Exactly reproduce the lines that follow.

+++ Data for processing

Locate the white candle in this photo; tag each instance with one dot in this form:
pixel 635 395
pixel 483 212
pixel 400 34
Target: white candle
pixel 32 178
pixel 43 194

++++++

▶ **Answer for this exercise**:
Locate the white candle in this photo; tag each instance with one dot in this form:
pixel 635 395
pixel 483 212
pixel 400 34
Target: white candle
pixel 32 178
pixel 43 194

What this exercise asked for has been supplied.